■ **Text segment**

## begin

In another embodiment, convective heat transfer through the system 5′ from the relatively hot inner surface 33′ to the relatively cold outer surface 35′ of the substantially fibrous porous nonwoven refractory material layer 14′ is minimized by the application of a semi-permeable layer 37′ on the inside surface 33′. (See FIG. 4). The semi-permeable layer 37′ is typically vitreous, such as a glass matrix layer. The semi-permeable layer 37′ typically forms a fiber reinforced glass ceramic matrix composite that retards the penetration of gases into the insulation layer 14′, and hence reduces heat transfer to the outside surface 35′ and thus prevents excessive heating of the conduit portion 24′.

## end

■ **Extracted records**

## begin

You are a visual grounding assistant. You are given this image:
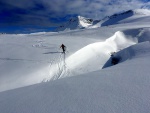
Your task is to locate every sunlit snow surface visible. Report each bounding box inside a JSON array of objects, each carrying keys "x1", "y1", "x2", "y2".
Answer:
[{"x1": 0, "y1": 10, "x2": 150, "y2": 113}]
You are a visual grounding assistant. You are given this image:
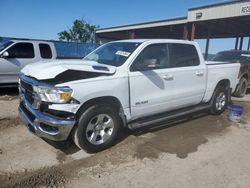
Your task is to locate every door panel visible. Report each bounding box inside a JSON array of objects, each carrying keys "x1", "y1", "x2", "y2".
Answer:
[{"x1": 129, "y1": 69, "x2": 174, "y2": 119}]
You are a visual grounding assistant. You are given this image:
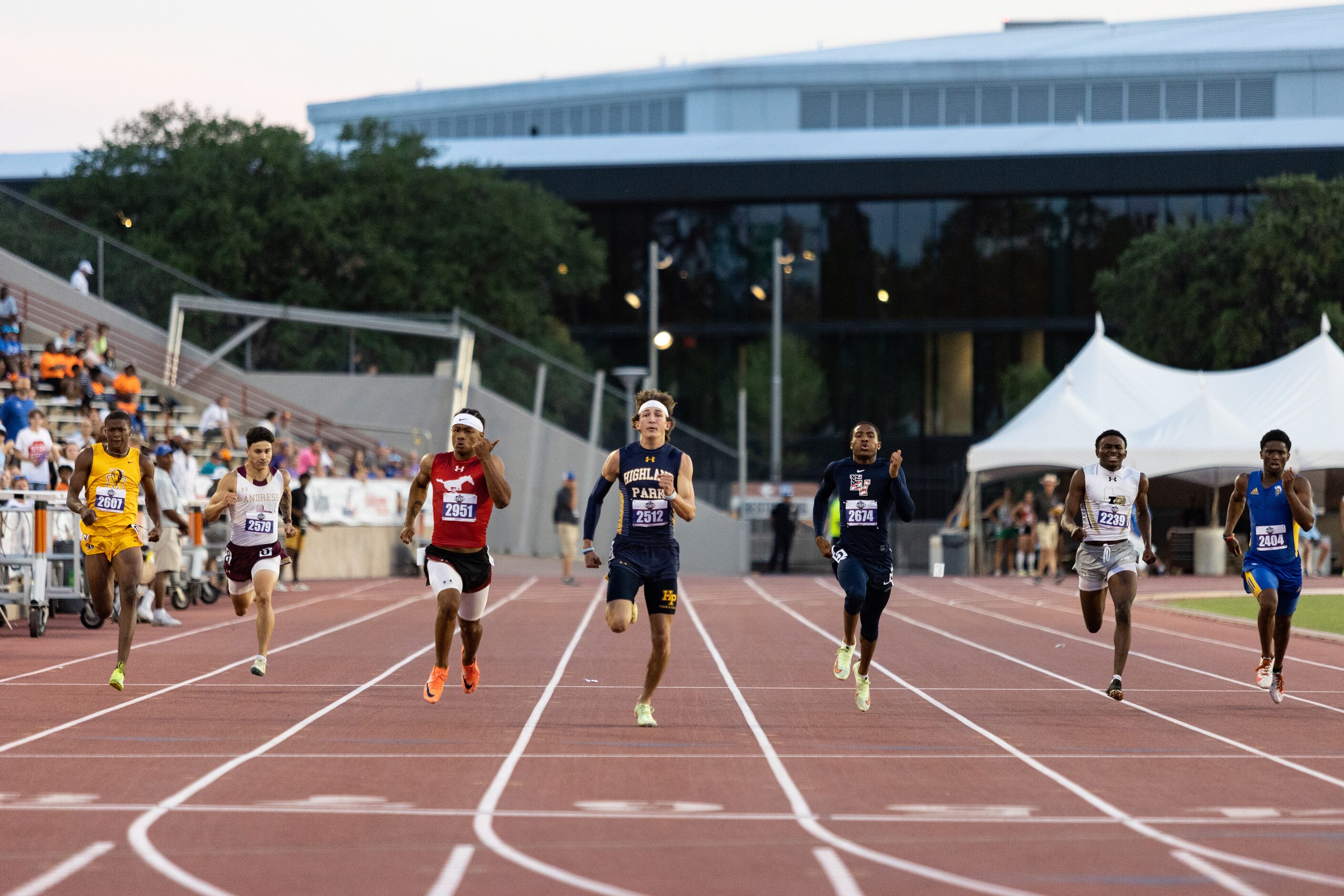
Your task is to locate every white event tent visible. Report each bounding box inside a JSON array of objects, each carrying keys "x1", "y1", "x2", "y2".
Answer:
[{"x1": 966, "y1": 314, "x2": 1344, "y2": 567}]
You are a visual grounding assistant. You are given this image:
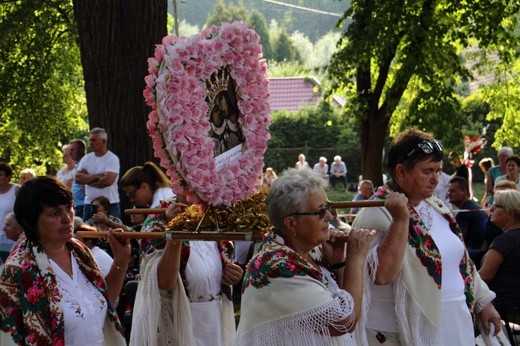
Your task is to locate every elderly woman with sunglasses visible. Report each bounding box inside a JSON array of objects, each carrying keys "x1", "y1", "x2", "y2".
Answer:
[
  {"x1": 121, "y1": 162, "x2": 242, "y2": 346},
  {"x1": 235, "y1": 169, "x2": 374, "y2": 345},
  {"x1": 479, "y1": 189, "x2": 520, "y2": 312},
  {"x1": 0, "y1": 177, "x2": 130, "y2": 346},
  {"x1": 353, "y1": 129, "x2": 500, "y2": 345}
]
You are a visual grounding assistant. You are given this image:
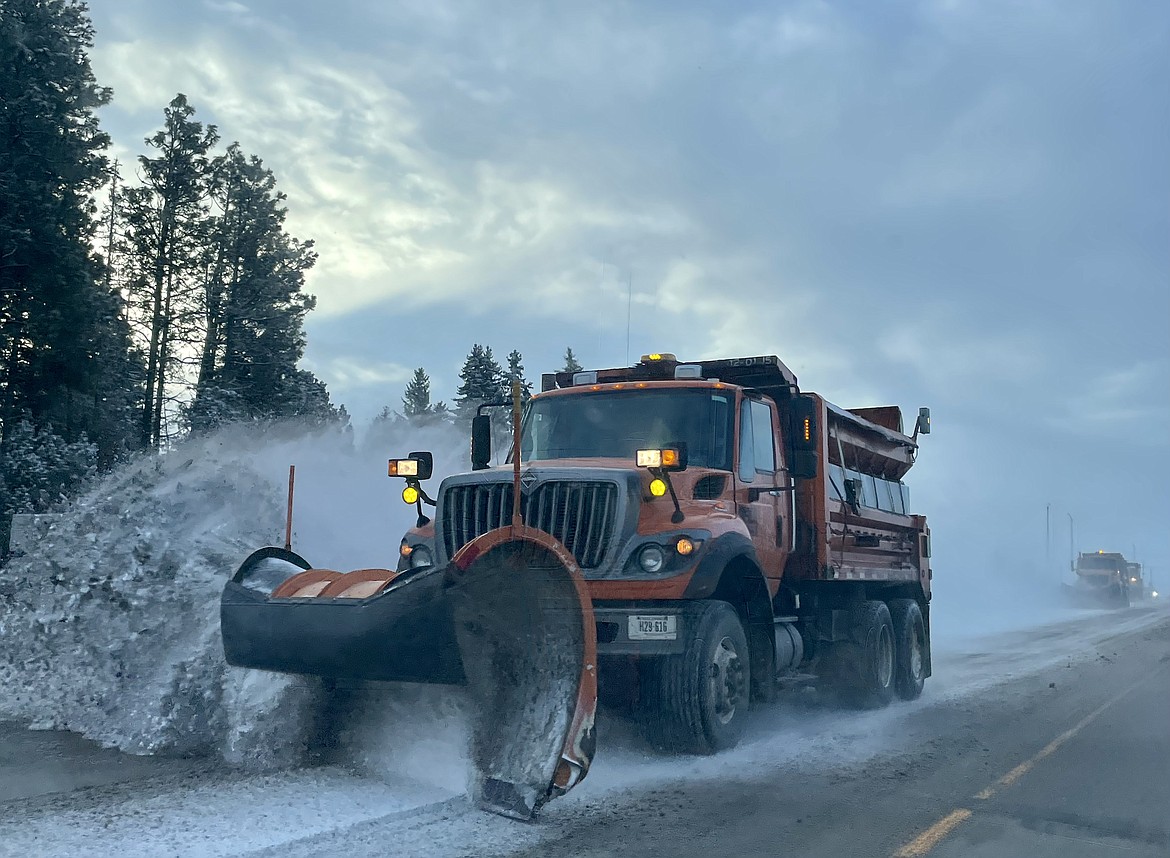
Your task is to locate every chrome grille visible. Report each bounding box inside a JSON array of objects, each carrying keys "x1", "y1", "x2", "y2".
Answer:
[{"x1": 441, "y1": 480, "x2": 618, "y2": 569}]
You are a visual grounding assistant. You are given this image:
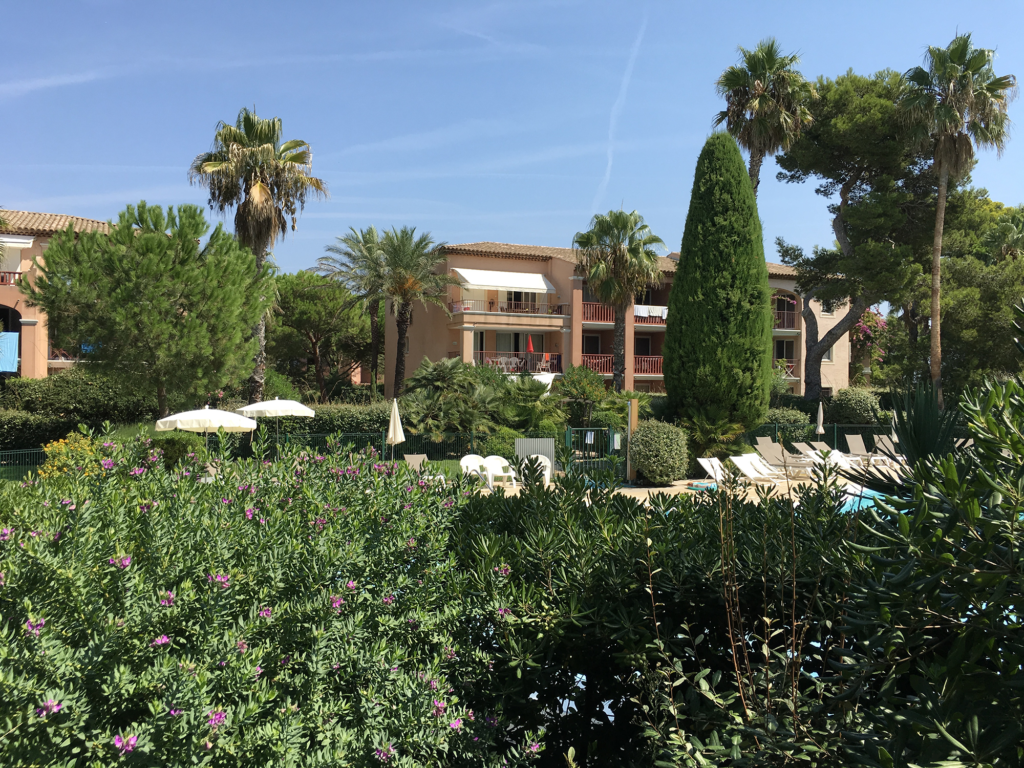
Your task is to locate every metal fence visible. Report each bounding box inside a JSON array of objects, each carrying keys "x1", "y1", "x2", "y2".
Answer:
[{"x1": 0, "y1": 449, "x2": 46, "y2": 480}]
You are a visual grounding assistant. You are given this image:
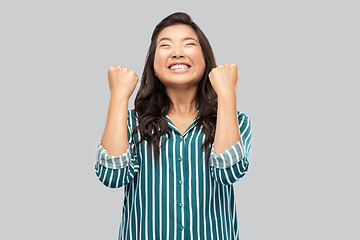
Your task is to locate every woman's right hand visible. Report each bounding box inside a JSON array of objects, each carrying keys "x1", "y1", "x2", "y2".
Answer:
[{"x1": 108, "y1": 66, "x2": 139, "y2": 98}]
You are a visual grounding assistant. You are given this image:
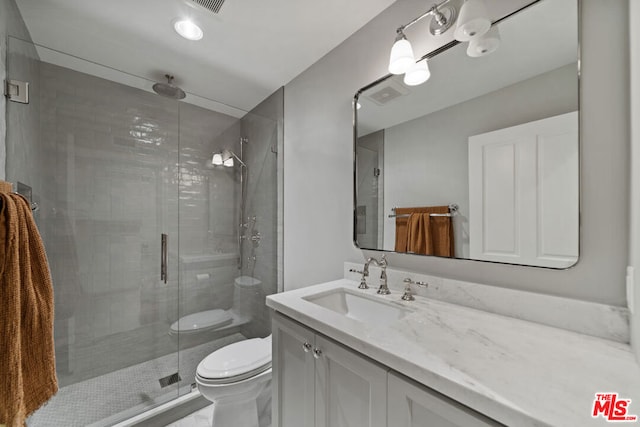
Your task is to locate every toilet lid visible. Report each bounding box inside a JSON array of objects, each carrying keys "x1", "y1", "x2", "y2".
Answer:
[
  {"x1": 171, "y1": 309, "x2": 233, "y2": 332},
  {"x1": 196, "y1": 337, "x2": 271, "y2": 381}
]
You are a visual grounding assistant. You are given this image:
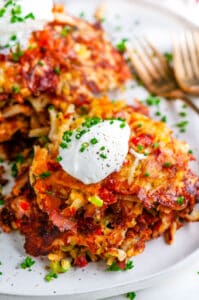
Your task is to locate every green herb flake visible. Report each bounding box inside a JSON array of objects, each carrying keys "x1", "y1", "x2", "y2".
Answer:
[
  {"x1": 126, "y1": 292, "x2": 136, "y2": 300},
  {"x1": 116, "y1": 39, "x2": 128, "y2": 53},
  {"x1": 161, "y1": 116, "x2": 167, "y2": 123},
  {"x1": 38, "y1": 171, "x2": 51, "y2": 179},
  {"x1": 20, "y1": 256, "x2": 35, "y2": 269},
  {"x1": 137, "y1": 144, "x2": 144, "y2": 151},
  {"x1": 0, "y1": 7, "x2": 6, "y2": 18},
  {"x1": 177, "y1": 196, "x2": 184, "y2": 205},
  {"x1": 79, "y1": 11, "x2": 86, "y2": 18},
  {"x1": 56, "y1": 156, "x2": 63, "y2": 163},
  {"x1": 88, "y1": 195, "x2": 104, "y2": 207},
  {"x1": 90, "y1": 138, "x2": 98, "y2": 145},
  {"x1": 12, "y1": 47, "x2": 24, "y2": 62},
  {"x1": 37, "y1": 60, "x2": 44, "y2": 66},
  {"x1": 153, "y1": 143, "x2": 159, "y2": 149},
  {"x1": 79, "y1": 142, "x2": 89, "y2": 152},
  {"x1": 24, "y1": 13, "x2": 35, "y2": 20},
  {"x1": 60, "y1": 142, "x2": 68, "y2": 149},
  {"x1": 100, "y1": 153, "x2": 107, "y2": 159},
  {"x1": 44, "y1": 272, "x2": 58, "y2": 282},
  {"x1": 4, "y1": 0, "x2": 13, "y2": 8},
  {"x1": 10, "y1": 34, "x2": 17, "y2": 41},
  {"x1": 106, "y1": 260, "x2": 134, "y2": 272},
  {"x1": 164, "y1": 52, "x2": 173, "y2": 63},
  {"x1": 0, "y1": 199, "x2": 5, "y2": 205},
  {"x1": 120, "y1": 122, "x2": 126, "y2": 128},
  {"x1": 179, "y1": 111, "x2": 187, "y2": 117}
]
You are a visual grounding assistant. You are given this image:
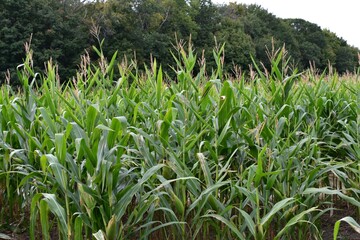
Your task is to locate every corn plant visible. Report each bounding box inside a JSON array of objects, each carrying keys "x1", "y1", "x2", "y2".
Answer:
[{"x1": 0, "y1": 41, "x2": 360, "y2": 240}]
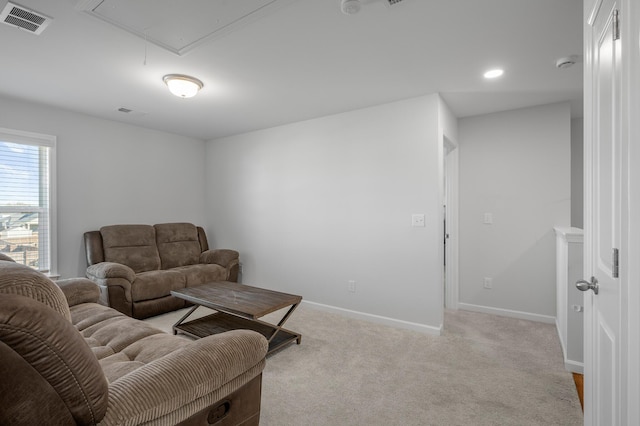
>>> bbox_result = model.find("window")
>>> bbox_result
[0,128,57,274]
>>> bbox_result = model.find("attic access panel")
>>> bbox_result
[77,0,295,55]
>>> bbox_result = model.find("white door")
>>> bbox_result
[581,0,626,426]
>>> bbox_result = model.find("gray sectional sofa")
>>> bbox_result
[84,223,239,319]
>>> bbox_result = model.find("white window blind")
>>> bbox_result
[0,128,56,273]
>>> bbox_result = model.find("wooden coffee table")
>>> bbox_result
[171,281,302,354]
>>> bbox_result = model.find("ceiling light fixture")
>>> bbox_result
[484,68,504,78]
[340,0,362,15]
[162,74,204,98]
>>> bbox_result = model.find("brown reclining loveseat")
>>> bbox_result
[84,223,239,319]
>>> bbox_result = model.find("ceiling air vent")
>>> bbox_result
[0,2,53,35]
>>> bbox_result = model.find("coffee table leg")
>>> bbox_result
[173,305,200,335]
[268,303,302,345]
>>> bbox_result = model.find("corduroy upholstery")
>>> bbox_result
[0,261,268,425]
[84,223,239,319]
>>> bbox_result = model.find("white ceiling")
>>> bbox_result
[0,0,582,140]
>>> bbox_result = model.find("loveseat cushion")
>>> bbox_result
[0,294,108,424]
[71,303,163,359]
[100,225,160,273]
[0,260,71,321]
[173,264,227,287]
[154,223,202,269]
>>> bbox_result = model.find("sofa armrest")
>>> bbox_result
[87,262,136,283]
[200,249,240,268]
[55,278,100,306]
[102,330,268,424]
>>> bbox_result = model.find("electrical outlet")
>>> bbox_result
[484,277,493,290]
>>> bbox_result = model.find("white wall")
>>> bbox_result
[206,95,455,332]
[571,118,584,229]
[0,98,205,278]
[459,103,571,322]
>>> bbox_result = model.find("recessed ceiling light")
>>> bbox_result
[484,68,504,78]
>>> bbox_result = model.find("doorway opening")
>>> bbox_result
[442,136,459,309]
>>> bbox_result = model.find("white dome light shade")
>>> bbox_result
[162,74,204,98]
[341,0,361,15]
[484,69,504,78]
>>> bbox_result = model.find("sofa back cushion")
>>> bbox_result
[0,260,71,321]
[100,225,160,273]
[154,223,202,269]
[0,294,109,425]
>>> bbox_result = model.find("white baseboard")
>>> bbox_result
[302,300,442,336]
[458,303,556,324]
[556,321,584,374]
[564,360,584,374]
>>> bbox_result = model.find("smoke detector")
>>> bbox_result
[340,0,362,15]
[0,2,53,35]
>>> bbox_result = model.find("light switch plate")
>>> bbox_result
[411,213,424,228]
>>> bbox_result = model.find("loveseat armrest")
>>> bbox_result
[55,278,100,306]
[87,262,136,283]
[102,330,268,424]
[200,249,240,282]
[200,249,240,268]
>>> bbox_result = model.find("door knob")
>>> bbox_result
[576,277,598,294]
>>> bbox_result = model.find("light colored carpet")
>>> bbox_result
[148,304,583,426]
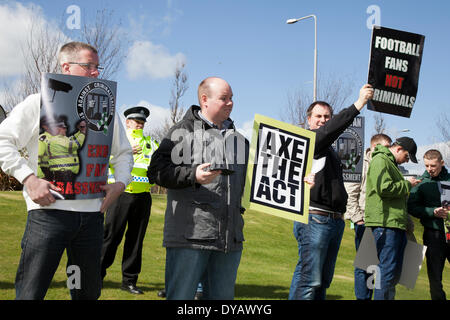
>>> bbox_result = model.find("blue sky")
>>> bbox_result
[0,0,450,172]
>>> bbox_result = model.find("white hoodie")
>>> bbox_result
[0,94,133,212]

## end

■ **Exercise requirements**
1) In the insulation text, swap "semi-permeable layer" for "sealing layer" in the part starting at "In another embodiment, convective" and ending at "conduit portion 24′.".
2) According to the insulation text, what does the semi-permeable layer typically form?

■ **Results in order**
1)
In another embodiment, convective heat transfer through the system 5′ from the relatively hot inner surface 33′ to the relatively cold outer surface 35′ of the substantially fibrous porous nonwoven refractory material layer 14′ is minimized by the application of a sealing layer 37′ on the inside surface 33′. (See FIG. 4). The sealing layer 37′ is typically vitreous, such as a glass matrix layer. The sealing layer 37′ typically forms a fiber reinforced glass ceramic matrix composite that retards the penetration of gases into the insulation layer 14′, and hence reduces heat transfer to the outside surface 35′ and thus prevents excessive heating of the conduit portion 24′.

2) A fiber reinforced glass ceramic matrix composite.